───── GIVEN RECORDS

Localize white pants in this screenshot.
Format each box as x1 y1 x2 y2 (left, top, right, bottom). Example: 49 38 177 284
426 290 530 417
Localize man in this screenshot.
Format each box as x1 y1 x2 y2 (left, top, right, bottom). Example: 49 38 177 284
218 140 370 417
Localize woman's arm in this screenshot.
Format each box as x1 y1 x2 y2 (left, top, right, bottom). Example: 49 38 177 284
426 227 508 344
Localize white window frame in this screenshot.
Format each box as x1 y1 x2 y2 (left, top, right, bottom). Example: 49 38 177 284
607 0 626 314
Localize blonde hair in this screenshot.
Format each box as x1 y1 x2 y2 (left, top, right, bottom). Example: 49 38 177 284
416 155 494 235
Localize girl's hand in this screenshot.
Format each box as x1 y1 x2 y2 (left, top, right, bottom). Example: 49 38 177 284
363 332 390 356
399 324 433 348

──────────

:: ASSIGNMENT ::
Write the "Localize blonde hair in this screenshot." line and all later lines exactly. Stop at the end of the data.

:: SOLUTION TO THE PROBLEM ::
Localize blonde hair in this screenshot.
Format each box as x1 y1 x2 y2 (left, top, right, bottom). Example: 49 38 177 284
416 155 494 235
Localize girl's hand in this screenshot.
Format each box as x1 y1 x2 y2 (left, top, right, bottom). Example: 49 38 177 284
363 332 390 356
399 324 433 348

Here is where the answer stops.